> **What is required**
In the records below, find each line that holds "wooden" and return it.

-- Opening Marker --

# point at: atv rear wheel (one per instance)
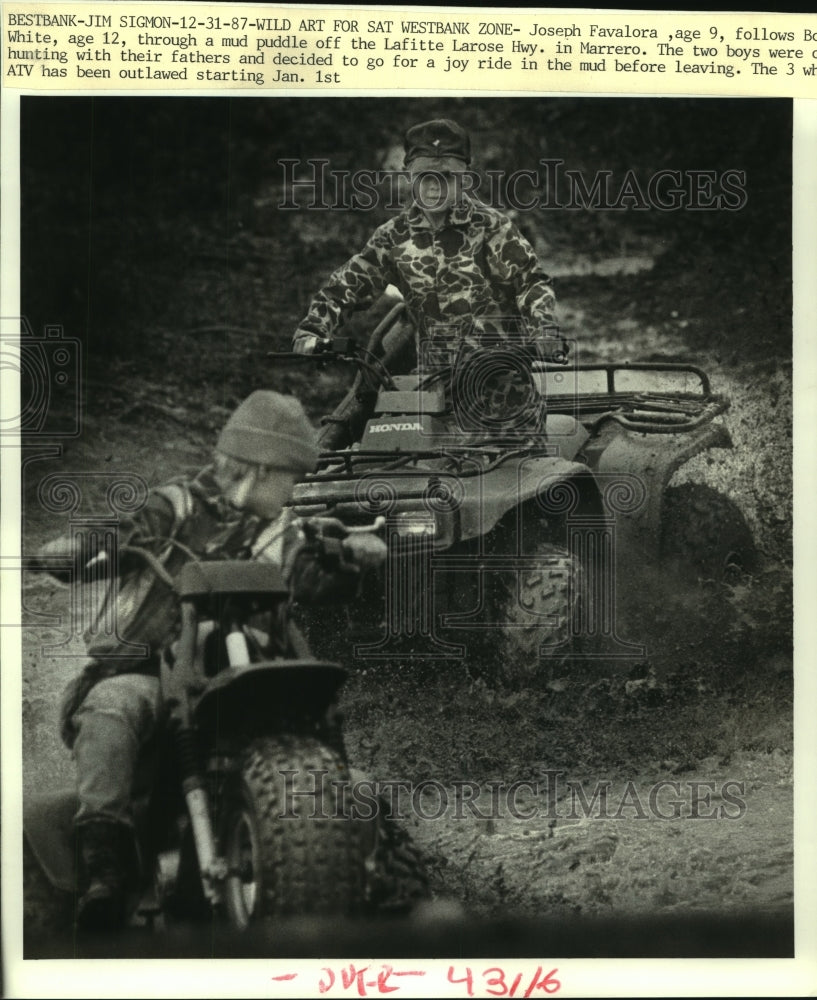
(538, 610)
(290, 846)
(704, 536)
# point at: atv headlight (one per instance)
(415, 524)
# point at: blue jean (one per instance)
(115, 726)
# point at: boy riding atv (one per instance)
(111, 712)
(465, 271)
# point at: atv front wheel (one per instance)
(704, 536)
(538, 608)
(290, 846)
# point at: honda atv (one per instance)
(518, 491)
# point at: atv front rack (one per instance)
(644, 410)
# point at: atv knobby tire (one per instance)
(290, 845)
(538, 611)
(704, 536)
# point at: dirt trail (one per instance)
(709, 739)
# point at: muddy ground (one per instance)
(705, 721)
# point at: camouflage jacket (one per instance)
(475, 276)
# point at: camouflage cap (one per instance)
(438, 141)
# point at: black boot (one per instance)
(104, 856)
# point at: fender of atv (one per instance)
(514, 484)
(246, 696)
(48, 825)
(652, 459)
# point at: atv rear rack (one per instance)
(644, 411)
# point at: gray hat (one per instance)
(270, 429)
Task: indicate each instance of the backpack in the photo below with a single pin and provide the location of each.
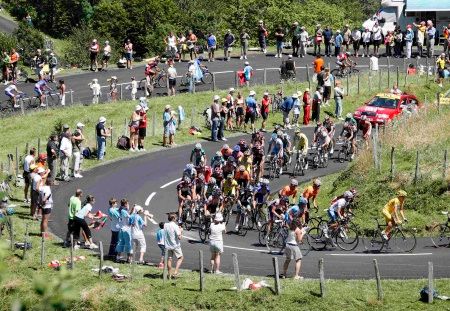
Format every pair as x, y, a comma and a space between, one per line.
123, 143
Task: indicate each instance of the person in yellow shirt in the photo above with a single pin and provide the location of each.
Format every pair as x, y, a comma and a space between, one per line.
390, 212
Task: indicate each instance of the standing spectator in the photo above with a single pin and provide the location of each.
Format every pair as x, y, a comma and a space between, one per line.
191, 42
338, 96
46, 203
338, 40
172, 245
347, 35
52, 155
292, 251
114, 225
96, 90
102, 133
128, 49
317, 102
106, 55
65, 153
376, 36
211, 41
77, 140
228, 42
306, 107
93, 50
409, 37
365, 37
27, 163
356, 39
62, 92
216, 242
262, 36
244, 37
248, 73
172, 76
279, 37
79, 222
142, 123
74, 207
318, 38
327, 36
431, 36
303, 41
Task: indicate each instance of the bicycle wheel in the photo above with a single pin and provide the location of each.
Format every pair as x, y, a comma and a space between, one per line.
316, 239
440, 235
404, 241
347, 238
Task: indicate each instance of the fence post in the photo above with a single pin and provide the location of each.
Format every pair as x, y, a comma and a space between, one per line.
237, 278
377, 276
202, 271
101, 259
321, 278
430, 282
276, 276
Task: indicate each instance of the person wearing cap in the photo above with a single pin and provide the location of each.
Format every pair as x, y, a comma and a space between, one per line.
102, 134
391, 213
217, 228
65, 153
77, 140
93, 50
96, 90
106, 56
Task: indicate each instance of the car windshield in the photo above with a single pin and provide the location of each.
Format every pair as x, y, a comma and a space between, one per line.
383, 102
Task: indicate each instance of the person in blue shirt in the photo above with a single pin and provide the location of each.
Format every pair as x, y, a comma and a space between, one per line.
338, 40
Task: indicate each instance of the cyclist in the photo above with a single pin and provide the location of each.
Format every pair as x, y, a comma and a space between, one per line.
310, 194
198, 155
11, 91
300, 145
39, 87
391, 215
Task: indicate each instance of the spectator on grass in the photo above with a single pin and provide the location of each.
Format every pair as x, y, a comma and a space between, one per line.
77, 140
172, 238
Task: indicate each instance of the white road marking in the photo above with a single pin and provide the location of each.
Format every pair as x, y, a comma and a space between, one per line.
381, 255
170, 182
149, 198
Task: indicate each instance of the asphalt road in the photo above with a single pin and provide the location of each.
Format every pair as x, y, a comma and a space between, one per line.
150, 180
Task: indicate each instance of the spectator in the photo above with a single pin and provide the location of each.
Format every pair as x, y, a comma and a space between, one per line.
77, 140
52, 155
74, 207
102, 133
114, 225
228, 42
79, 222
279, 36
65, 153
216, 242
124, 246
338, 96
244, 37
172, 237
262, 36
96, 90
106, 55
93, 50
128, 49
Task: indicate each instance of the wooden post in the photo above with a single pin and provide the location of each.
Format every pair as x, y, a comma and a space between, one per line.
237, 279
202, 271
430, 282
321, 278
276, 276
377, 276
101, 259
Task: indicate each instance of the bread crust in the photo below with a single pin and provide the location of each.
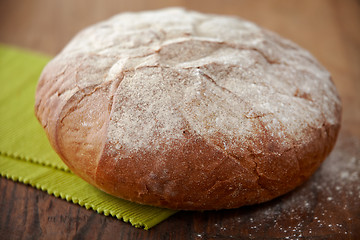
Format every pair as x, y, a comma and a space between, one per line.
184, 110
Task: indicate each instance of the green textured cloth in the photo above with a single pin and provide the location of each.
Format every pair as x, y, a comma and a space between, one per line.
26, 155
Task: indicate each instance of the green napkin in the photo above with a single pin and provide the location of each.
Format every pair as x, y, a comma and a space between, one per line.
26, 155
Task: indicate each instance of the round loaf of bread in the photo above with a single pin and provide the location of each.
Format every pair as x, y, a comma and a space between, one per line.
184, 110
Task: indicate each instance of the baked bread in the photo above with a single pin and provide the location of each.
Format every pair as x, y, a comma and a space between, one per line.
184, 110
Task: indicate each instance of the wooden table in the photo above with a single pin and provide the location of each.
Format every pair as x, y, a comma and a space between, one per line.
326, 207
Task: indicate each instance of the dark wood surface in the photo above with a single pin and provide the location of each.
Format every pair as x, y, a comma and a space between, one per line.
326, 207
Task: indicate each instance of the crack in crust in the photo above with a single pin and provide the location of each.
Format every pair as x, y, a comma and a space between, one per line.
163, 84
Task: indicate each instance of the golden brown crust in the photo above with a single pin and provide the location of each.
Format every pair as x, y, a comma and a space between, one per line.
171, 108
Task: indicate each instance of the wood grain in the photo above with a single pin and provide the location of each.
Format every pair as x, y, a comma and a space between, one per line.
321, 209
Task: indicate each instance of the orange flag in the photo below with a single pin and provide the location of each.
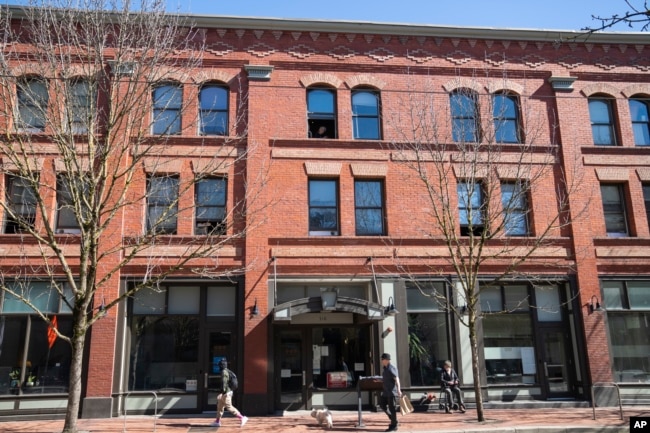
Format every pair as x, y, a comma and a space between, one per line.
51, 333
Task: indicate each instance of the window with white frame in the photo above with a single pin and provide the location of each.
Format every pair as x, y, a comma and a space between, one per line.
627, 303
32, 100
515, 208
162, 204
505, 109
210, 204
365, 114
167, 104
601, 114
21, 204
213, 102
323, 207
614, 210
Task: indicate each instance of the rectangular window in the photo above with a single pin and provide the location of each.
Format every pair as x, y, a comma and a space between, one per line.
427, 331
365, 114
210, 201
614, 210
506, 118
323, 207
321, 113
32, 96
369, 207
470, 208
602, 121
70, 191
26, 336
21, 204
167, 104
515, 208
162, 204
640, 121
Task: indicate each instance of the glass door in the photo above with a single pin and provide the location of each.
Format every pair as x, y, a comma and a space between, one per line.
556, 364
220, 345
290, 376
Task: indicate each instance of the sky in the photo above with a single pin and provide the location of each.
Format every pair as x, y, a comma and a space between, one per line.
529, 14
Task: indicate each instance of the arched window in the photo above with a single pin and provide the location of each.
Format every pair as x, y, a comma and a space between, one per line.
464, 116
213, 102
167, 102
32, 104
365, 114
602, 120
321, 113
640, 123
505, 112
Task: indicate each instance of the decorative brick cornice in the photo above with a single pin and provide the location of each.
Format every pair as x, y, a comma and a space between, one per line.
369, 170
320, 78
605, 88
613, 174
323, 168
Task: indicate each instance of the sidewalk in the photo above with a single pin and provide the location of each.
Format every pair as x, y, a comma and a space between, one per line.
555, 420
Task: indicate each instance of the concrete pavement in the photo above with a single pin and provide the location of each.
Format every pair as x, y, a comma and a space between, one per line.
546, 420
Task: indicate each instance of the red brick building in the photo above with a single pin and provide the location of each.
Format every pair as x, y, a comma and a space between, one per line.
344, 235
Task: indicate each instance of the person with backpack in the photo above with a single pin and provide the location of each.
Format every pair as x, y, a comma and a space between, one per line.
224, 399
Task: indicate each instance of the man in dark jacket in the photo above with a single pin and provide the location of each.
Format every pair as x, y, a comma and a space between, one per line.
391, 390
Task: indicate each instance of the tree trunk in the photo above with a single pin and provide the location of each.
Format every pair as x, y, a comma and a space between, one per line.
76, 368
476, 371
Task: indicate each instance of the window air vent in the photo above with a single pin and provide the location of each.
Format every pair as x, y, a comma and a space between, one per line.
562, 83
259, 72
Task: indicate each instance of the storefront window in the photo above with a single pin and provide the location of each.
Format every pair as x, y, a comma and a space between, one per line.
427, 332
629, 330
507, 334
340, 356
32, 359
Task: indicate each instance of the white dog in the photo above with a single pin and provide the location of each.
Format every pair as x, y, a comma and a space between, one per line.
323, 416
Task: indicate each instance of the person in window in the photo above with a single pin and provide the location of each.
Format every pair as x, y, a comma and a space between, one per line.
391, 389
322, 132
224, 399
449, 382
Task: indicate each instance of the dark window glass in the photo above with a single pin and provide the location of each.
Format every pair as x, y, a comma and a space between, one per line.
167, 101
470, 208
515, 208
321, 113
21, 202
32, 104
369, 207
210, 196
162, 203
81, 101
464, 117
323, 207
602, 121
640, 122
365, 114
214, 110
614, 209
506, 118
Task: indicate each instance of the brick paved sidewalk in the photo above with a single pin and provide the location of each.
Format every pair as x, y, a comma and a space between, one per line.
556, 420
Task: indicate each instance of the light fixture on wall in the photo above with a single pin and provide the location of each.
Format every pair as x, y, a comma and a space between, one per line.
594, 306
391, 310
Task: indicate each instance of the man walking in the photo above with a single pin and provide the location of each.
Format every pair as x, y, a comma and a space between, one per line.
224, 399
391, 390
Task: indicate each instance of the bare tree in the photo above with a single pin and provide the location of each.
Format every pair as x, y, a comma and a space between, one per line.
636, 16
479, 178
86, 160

-- Closing Marker --
-- Opening Marker --

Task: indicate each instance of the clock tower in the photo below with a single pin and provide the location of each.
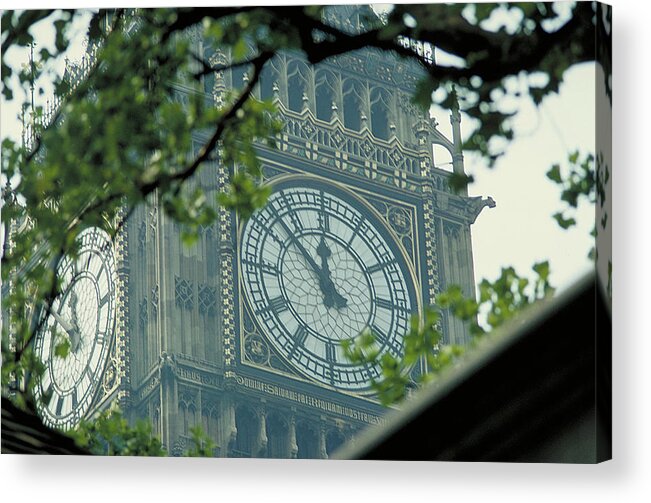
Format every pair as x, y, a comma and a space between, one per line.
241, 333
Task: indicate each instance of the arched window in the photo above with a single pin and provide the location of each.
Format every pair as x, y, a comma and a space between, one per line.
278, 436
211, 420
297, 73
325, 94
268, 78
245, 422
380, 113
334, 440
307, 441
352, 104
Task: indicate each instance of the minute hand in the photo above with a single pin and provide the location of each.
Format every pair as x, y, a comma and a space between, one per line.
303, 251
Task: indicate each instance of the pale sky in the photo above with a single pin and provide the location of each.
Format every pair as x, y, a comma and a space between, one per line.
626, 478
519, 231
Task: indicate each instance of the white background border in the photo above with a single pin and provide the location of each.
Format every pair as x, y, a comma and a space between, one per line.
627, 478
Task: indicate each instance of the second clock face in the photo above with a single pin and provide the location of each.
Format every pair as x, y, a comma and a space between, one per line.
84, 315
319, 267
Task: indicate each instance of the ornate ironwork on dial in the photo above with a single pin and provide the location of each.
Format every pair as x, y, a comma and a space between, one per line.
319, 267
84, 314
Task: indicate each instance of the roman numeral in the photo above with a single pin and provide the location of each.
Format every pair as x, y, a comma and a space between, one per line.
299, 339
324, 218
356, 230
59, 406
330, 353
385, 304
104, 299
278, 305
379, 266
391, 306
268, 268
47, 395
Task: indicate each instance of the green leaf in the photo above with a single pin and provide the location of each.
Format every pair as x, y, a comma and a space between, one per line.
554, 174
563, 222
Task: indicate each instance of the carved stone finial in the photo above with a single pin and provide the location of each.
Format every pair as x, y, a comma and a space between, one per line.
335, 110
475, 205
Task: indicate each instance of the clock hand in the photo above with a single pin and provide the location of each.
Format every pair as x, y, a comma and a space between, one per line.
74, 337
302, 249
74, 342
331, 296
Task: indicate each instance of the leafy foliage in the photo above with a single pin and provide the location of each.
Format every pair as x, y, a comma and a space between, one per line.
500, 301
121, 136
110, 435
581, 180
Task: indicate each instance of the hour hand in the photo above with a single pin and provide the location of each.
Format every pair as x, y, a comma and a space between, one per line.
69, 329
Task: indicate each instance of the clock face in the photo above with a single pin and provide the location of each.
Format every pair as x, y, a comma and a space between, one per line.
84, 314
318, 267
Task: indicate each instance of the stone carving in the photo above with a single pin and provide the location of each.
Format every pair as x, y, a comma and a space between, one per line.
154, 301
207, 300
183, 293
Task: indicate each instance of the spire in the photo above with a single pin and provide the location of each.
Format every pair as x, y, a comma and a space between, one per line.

-- Closing Marker --

> **Task answer**
Task: indicate each instance of the wooden post in the photo above with a single pin and provide the location of each.
Task: indicate each instance of the wooden table in the photo above with a single pin and provide the location of each.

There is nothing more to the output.